**EXERCISE TASKS:**
[1] According to the passage on fish lysozyme, in which parts of the fish body is the enzyme principally distributed?
[2] Summarize the passage on fish lysozyme in two sentences.
[3] Write what follows the last sentence of the passage on fish lysozyme.

Firdaus-Nawi, M.*, Zamri-Saad, M., Nik-Haiha, N.Y., Shuhada,
A. and Shaharah, M.I.
Faculty of Veterinary Medicine
University Putra Malaysia
43400, UPM Serdang
Selangor, Malaysia

Fish lysozyme is an enzyme with antibiotic properties that is released by leucocytes. It has a broader activity compared to the mammalian lysozyme (Demers and Bayne, 1997). Lysozyme is frequently used as an indicator for non-specific immune functions, which is of primary importance in combating infections in fish (Murray and Fletcher 1976; Lie et al. 1989). Fish lysozyme is principally distributed in the head kidney, skin, gastrointestinal tract and eggs, where the probability of bacterial invasion is high. Furthermore, lysozyme has been detected in the peripheral blood, cutaneous mucus and certain tissues of both marine and freshwater fishes (Fletcher and Grant, 1968; Ebran et al., 2000; Fagan et al., 2003). Similarly, lysozyme activity has been identified in monocytes and neutrophils of plaice, Pleuronectes platessa L., (Fletcher and White, 1973). This study describes the detection of lysozyme activity in the body mucus and intestinal tract of juvenile tiger grouper, Epeniphelus fuscoguttatus.

**DATA TO EXAMINE:**
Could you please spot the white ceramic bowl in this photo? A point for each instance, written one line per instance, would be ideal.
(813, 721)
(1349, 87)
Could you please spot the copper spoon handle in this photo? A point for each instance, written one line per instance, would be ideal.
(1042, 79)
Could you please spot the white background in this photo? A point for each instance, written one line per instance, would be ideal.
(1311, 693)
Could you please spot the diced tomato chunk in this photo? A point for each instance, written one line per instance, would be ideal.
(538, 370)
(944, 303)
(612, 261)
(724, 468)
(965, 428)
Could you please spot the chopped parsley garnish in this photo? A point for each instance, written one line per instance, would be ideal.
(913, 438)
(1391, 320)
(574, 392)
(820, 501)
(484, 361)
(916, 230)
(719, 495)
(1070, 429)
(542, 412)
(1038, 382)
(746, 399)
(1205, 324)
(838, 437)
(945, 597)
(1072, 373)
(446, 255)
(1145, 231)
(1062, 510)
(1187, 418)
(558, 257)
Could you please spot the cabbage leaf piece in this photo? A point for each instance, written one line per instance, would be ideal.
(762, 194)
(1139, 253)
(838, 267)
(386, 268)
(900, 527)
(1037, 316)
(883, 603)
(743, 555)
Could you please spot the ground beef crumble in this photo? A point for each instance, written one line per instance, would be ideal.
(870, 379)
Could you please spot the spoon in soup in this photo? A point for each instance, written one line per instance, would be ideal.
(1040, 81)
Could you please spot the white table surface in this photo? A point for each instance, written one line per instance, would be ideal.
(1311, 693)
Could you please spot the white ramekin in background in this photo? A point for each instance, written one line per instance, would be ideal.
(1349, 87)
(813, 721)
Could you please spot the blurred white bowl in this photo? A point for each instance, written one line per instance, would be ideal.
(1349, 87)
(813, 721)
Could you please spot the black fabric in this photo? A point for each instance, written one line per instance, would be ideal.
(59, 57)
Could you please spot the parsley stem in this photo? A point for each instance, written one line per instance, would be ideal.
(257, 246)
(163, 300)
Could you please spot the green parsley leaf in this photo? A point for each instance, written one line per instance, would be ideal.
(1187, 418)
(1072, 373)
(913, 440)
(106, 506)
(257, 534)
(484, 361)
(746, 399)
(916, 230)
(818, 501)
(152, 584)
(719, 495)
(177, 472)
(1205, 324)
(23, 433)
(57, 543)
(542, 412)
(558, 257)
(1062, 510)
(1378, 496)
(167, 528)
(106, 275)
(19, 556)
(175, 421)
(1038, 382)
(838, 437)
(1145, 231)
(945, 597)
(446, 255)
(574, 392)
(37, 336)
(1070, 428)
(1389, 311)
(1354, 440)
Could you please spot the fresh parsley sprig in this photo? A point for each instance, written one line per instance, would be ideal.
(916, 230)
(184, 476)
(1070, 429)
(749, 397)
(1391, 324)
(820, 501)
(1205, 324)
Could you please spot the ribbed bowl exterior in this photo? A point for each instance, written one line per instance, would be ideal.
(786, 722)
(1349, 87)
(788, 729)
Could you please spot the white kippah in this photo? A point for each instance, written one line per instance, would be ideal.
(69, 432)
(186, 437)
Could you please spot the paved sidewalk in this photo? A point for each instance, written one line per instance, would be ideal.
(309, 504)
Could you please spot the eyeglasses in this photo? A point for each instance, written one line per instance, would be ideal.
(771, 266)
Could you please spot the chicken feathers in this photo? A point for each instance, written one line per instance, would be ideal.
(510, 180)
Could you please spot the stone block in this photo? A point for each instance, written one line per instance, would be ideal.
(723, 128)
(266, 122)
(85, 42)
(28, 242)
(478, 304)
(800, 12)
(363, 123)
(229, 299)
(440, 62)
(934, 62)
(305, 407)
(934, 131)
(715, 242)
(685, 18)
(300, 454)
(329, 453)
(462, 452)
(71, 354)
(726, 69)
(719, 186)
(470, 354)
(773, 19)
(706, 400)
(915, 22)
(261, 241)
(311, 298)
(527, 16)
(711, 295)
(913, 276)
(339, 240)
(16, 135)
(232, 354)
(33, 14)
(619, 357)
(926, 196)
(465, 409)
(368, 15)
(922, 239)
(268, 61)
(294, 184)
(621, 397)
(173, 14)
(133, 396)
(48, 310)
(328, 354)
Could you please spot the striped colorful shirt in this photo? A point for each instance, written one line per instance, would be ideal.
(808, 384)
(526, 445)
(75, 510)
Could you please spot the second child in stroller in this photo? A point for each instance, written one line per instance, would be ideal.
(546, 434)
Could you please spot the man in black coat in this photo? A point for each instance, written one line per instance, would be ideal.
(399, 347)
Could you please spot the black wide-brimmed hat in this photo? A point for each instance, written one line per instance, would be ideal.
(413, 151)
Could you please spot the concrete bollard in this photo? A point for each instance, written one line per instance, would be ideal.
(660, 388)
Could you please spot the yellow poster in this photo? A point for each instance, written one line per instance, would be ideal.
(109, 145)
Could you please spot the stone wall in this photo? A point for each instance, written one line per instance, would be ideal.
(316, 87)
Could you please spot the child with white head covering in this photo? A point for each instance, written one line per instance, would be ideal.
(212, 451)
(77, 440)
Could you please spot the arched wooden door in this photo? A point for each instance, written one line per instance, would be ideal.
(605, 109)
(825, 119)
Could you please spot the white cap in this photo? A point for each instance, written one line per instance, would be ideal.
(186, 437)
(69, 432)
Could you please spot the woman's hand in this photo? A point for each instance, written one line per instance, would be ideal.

**TASK-BY-TASK OUTPUTS:**
[1] The head kidney, skin, gastrointestinal tract and eggs.

[2] Fish lysozyme is an antibiotic enzyme released by leucocytes that is broader in activity than mammalian lysozyme and is often used as an indicator of non-specific immune functions important against infection. This study describes detecting lysozyme activity in the body mucus and intestinal tract of juvenile tiger grouper, Epeniphelus fuscoguttatus.

[3]
This is a 120-day study that determines the level of lysozyme in body mucus and intestinal lavage of juvenile tiger grouper. Vaccination was by oral administration of bio-encapsulated rotifer at 15 and artemia salina at 30 days of age. Samples of body mucus and intestinal lavage were collected from 30, 45, 60, 75, 90, 105 and 120 days old grouper before the lysozyme activity was determined by measuring the ability to lyse Micrococcus lysodeikticus. Lysozyme activity was highest in the body mucus and intestinal lavage of grouper at 30 days old and decreased at day-45. However, it's started to increase gradually with the increasing of age at 60 days old and above (Fig.1). Similar pattern was observed in the intestine. Highest activity was observed in posterior followed by mid and anterior intestine. Lowest activity was recorded in the body mucus. High activity at 30 days old was due to administration of booster dose. In general, vaccinated grouper showed significantly (p<0.05) higher activity than the unvaccinated grouper. This finding suggests that vaccination against vibriosis can start as early as 15 days and booster at 30 days old.